→ **Quoted passage**
This manuscript describes analysis of wildfire smoke events over the Baltimore-Washington region using multiple observations and trajectory model simulations. It brings together these multiple lines of evidence for four different events, and shows how there can be different transport regimes even for similar satellite signals.  The paper is generally well-written and presents interesting results; I think it will be acceptable for publication with relatively minor revisions.

Major Comment:  The manuscript focuses on 4 episodes, but contains no discussion of how these were chosen or how these 4 episodes fit into the variations for 2023 (or any other year).  Line 91 states “analysing four representative case studies for different plume-PBL interaction scenarios”, but I see no discussion of why representative.  The Results section starts straight away with the first case study.   There needs to be a discussion of how the 4 events were chosen. There also needs to be a discussion of how these episodes compare with the rest of the summer.  E.g., Are these the only 4 smoke events (using some criteria)?  How does the PM2.5 compare with the rest of the summer?  The think plots show a few quantities for each day of the summer would help, both introducing the events and also showing if other events.

Minor Comments.

1. I agree with comments in CC1, especially the length of trajectories shown and the PBL height.

2. Line 196. I am not sure “End of May 2023, the …” is correct grammar. 

The paper deals with the analyses of different smoke events transported to the Washington – Baltimore area. Intensive fires happened in Canada in late spring 2023 and therefore they are the main study cases, where discussion and analyses try to show the impact of these fires in air-quality for the measurement site in the Howard University Beltsville Campus. Most of the analyses are based on measurements by a Vaisala CL61 Ceilometer capable of providing lidar depolarization and attenuated backscattered at one wavelength. Additional measurements of nitrogen oxides (NOₓ), carbon monoxide (CO), volatile organic compounds (VOCs), and particulate matter (PM2.5) are presented to support the impact of transported smoke in air-quality. Main analyses are focused on identifying different transport patterns associated with different meteorological conditions and how they ultimately impact particle types in planetary boundary layer (PBL). This objective is of great importance and has potential for its publication in Atmospheric Measurement Techniques. But although the paper is generally well-written, I have some major concerns:

My first major concern is that authors do not identify appropriately the novelty of this study compared to previous studies in the same region. The Washington – Baltimore area is home of AERONET/Pandora networks, being the Howard University Beltsville Campus less than 15 km from NASA Goddard Space Flight Center where reference instruments of these networks are deployed with long datasets. There are many reference studies using these data (for example, look at Eck et al., 2013). Moreover, the station has been referenced for many multiwavelength lidar Raman developments and there are many studies. For example, Veselovskii et al., (2013) demonstrated how multiwavelength Raman lidar can retrieve aerosol optical and microphysical properties vertically resolved. Fire transport is not new – Veselovskii et al., (2015) study fire transport from California and how it impacts with the PBL. The DISCOVER-AQ field campaign served to study air-quality and how meteorological conditions and hygroscopic growth ultimately affect aerosol optical and microphysical properties (see Perez-Ramirez et al., 2021). I am discouraged because authors ignore all these studies, and I believe that it must be addressed.

→ **Directions**
1: According to the wildfire smoke review, what instrument provides most of the measurements analyzed?
2: Translate this sentence from the wildfire smoke review into Spanish: "The Results section starts straight away with the first case study."
3: Carry on writing the wildfire smoke review from the point where it stops.

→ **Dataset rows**
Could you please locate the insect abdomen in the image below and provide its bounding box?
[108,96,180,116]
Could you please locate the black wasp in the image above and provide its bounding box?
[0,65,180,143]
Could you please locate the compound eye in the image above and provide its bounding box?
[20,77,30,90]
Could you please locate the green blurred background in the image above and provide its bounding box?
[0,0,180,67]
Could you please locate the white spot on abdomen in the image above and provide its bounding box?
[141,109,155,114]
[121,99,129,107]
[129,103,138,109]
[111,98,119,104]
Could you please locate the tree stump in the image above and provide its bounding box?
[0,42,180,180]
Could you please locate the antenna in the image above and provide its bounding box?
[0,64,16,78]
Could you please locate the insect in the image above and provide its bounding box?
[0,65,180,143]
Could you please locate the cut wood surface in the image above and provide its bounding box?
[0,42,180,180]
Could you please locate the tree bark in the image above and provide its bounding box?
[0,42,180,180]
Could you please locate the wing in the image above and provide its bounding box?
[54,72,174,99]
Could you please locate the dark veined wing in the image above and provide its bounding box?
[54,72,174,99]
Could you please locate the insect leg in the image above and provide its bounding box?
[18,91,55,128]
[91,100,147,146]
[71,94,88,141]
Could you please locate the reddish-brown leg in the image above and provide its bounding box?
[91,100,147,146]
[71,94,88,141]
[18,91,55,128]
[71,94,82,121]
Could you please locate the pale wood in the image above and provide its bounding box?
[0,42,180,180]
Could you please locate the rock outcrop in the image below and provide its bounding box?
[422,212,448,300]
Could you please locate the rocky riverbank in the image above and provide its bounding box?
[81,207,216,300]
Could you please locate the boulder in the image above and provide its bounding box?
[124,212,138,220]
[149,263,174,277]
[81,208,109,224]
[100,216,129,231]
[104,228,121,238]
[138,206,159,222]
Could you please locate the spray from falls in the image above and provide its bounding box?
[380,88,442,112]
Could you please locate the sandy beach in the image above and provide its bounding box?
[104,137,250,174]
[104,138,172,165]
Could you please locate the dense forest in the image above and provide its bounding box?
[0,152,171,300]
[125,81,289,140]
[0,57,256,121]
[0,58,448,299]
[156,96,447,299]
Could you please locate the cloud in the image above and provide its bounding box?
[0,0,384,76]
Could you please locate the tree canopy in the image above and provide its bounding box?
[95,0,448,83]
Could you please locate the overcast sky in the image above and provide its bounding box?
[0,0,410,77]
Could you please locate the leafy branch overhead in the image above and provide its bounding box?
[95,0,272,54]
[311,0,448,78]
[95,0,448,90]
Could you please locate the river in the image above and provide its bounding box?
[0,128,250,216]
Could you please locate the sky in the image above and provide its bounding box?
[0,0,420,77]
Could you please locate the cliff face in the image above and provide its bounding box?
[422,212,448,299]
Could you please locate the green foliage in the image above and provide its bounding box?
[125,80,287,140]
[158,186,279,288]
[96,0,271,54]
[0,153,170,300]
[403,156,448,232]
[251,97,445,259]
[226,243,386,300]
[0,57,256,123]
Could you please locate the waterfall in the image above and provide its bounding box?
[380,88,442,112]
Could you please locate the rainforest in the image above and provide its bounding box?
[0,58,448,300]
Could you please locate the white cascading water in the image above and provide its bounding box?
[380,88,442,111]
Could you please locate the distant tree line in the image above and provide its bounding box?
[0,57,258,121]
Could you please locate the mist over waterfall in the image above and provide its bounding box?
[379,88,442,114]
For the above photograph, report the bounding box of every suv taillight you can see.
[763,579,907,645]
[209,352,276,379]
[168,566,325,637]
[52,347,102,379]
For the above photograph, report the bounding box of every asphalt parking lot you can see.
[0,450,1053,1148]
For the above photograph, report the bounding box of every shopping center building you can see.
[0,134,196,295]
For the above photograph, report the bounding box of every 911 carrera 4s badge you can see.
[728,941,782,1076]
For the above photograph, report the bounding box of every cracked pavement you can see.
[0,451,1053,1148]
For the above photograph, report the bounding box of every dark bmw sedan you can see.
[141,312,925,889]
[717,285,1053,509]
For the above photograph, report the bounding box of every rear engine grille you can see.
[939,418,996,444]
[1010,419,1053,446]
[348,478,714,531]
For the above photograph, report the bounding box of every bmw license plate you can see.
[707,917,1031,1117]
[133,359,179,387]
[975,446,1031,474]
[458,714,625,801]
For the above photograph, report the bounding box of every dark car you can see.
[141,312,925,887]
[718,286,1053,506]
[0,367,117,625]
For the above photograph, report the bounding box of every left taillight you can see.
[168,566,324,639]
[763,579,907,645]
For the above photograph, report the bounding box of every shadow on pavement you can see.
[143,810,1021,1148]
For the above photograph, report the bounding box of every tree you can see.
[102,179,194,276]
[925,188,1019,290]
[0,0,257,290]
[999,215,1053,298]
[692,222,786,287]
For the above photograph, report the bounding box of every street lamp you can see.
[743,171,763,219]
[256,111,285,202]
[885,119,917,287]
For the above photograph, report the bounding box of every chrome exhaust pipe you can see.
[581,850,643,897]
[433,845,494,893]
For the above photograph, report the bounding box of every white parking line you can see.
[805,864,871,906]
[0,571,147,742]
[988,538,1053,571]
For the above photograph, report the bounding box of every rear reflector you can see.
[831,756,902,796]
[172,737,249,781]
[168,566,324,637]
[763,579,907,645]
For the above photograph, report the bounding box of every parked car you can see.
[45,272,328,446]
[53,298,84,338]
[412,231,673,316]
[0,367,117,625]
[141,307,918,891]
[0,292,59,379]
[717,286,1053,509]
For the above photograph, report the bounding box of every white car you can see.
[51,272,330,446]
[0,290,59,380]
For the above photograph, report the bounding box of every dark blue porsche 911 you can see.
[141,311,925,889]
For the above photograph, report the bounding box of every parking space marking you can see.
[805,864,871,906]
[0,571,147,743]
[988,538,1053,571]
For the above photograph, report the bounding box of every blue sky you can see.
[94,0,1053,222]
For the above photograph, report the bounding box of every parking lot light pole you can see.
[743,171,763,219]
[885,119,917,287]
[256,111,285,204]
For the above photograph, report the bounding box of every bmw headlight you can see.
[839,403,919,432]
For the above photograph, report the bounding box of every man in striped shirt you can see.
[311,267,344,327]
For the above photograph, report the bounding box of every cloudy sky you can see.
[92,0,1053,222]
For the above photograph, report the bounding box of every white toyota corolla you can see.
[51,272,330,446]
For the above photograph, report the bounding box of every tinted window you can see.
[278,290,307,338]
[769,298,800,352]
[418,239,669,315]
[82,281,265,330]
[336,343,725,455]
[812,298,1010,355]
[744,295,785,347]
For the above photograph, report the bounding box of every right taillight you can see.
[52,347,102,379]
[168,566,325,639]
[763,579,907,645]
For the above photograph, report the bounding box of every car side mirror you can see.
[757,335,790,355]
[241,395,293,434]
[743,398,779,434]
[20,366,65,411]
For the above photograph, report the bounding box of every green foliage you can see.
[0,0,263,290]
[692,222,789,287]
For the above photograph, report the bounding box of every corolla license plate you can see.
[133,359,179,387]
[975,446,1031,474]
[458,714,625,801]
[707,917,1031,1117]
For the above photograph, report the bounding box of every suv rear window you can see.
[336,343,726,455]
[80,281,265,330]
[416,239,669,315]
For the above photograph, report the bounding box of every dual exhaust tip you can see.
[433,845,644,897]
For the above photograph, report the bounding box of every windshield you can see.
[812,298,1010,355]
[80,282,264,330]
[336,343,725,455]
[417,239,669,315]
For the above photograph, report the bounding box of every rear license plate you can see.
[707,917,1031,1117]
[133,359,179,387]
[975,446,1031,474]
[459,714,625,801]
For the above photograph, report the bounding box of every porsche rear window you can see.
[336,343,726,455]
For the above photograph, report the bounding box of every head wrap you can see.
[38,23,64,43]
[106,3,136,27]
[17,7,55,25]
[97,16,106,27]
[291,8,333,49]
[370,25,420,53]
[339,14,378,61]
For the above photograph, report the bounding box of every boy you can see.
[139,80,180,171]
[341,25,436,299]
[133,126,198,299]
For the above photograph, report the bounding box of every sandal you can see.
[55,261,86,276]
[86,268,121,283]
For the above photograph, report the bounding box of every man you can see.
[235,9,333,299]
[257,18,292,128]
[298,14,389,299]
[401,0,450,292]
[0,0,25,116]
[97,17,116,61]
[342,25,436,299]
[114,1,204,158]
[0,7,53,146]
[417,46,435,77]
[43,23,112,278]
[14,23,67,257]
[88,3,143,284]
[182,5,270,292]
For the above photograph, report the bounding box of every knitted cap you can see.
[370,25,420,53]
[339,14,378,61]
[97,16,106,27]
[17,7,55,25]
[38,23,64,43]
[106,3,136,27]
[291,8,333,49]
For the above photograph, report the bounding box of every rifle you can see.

→ **Expected outputs**
1: A Vaisala CL61 Ceilometer.

2: La sección de Resultados comienza directamente con el primer estudio de caso.

3:
My second major concern is related to the comments from the public discussions, which I support. I did not see clearly how the synoptic conditions changed during the entire study period. Backward-trajectories can give an overview of where air-masses come from, but they alone can not serve to interpret meteorological conditions. Authors need to give extensive explanations of the meteorological conditions supported by meteorological maps/charts. I encourage homogenizing the explanations as in the current manuscript there are maps for the first event (although only for 500 hPa with is not enough) while there is nothing for the other events.

My other major concern is about the use of lidar depolarization as the key parameter to study the transport of smoke particles. Apart from that authors do not specify if it is aerosol depolarization or total depolarization, this parameter only gives information of particle non-sphericity. Lidar community has largely used this parameter only for identifying aerosol non-sphericity (see articles from High Spectral Resolution Lidar developed in NASA Langley). I cannot accept references to Vaisala CL61 White paper (page 15, lines 336 and 339). Authors must acknowledge this limitation and base their study on aerosol attenuated backscatter that is related to aerosol load.

My last major concern is that discussion of smoke events is not well-addressed, taking into account the large databases publicly available. Indeed, it is based just in a satellite image. I strongly support the use of satellite aerosol retrievals that can give a quick overview of fires intensity. Also, if authors claim limitations in models they should compare the events with models such as MERRA-2 or CAMS. This has been done in previous studies for the study region (see Veselovskii et al., 2019). The large number of AERONET stations in North America can also serve to have a better picture of these extreme smoke events.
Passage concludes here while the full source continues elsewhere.